▶ **TASK 1**
From the text on grid-tied solar power systems, list the other power-generating components that it says can be linked into a grid-tie system with battery backup.
▶ **TASK 2**
Please pick up the text on grid-tied solar power systems right after its last sentence and keep writing it.

▶ **PROVIDED TEXT**

GRID INTERACTIVE SYSTEMS
Grid Interactive systems work with the utility grid to optimize efficiency. When the sun is shining and your solar electric system is producing power, the system’s first priority is to power your house. If a surplus of power is being produced, the system feeds the excess back to the grid — spinning your utility meter backwards with the potential of earning you a passive income. If your PV system is not producing enough energy to power your house (like at night), power is automatically brought in from the grid to do the job.
The following diagram illustrates how Grid-Tied systems work.
GRID-TIED WITH BATTERY BACKUP
Grid-tie with battery backup systems offer the convenience of being connected to the grid with the security of having backup power during a power outage. They also allow for other power generating components to be linked into the system such as Wind, Micro Hydro turbines, or Fuel Cells. Again, these systems feed excess electricity back to the grid in the same way that a grid-tie system does, as well as providing power during power failures. You can still roll back your meter just as you would with a straight grid-tied system.

▶ **DATASET ENTRIES**

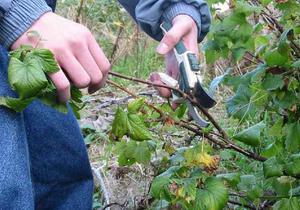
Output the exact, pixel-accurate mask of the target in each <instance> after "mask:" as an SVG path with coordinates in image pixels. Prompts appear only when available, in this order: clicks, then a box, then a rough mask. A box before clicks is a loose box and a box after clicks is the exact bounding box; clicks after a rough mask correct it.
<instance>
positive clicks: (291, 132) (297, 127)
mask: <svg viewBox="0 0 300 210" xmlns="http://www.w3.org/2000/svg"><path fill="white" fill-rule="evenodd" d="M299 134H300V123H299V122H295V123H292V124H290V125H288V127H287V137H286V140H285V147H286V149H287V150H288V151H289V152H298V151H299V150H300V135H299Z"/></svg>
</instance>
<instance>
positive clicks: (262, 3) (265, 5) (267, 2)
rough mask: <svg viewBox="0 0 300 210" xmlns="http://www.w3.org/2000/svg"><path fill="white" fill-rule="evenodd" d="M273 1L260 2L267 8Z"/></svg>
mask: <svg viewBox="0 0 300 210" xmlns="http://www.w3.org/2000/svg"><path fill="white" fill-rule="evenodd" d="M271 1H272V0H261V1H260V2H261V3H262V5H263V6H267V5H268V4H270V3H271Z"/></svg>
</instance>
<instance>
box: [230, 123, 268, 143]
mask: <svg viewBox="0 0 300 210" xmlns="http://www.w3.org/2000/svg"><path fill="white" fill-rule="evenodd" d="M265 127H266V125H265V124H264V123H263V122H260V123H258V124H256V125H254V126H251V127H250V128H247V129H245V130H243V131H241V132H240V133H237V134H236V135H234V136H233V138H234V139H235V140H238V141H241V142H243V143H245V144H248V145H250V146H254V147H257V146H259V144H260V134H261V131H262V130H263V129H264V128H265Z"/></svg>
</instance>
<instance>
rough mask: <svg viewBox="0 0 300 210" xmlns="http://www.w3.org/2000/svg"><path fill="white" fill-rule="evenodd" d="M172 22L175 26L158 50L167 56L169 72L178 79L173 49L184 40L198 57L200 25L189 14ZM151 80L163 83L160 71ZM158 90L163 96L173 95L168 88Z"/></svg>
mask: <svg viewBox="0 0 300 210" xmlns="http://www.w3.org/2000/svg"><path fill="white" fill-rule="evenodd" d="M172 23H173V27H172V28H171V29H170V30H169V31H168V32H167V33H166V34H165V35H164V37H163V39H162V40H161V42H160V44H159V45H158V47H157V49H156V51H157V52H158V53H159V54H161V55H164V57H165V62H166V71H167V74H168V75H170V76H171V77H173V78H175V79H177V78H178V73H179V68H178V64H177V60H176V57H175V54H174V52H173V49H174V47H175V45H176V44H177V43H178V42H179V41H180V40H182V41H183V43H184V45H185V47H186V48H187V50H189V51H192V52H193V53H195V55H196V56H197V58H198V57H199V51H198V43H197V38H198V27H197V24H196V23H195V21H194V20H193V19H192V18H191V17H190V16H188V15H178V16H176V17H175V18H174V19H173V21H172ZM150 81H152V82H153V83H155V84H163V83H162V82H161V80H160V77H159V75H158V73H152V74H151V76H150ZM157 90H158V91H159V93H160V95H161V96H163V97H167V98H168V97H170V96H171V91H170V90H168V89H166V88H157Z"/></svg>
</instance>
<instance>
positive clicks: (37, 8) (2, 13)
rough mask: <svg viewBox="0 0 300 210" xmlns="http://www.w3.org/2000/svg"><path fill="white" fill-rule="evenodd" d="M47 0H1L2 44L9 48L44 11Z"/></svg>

▶ **RESPONSE BOX 1**
Wind, Micro Hydro turbines, Fuel Cells

▶ **RESPONSE BOX 2**
Off-grid systems provide power equal to or surpassing the quality of grid service to a remote site — often at a fraction of the cost. Generally, Off-Grid Systems differ from Grid-Tied Systems in that they require larger battery banks, and are used in conjunction with several generating sources (such as wind or micro-hydro), to provide a redundant power source for year-round operation — stand-alone Photovoltaic Systems tend to favor the summer months.
HOW SOLAR PANELS WORK
Photovoltaic systems converts sunlight into electricity by using the mass of a photon (a little piece of sunlight or a sun beam) to dislodge an electron on a solar collector. This causes a difference in Electrical Potential (Voltage). The groups of these dislodged electrons that accumulate over a period of time (a Current), is called an Ampere, or Amp. Together the Current of Electrons (Amps) multiplied by their Potential (Volts), gives a measurable unit of Power that we can use to do stuff — we talk about power in quanties called Watts. (Amps x Volts = Watts).
So, 1000 Watts ( 1 KiloWatt) used for an hour is a KiloWattHour (1kwh). These are the units the glass meter thingy on your house uses, and thats also the unit the power company uses to charge you money every month. Anyway, that power is then run through a machine (an Inverter) that processes the current and turns it into AC power, which is the type most home appliances are designed to run off of.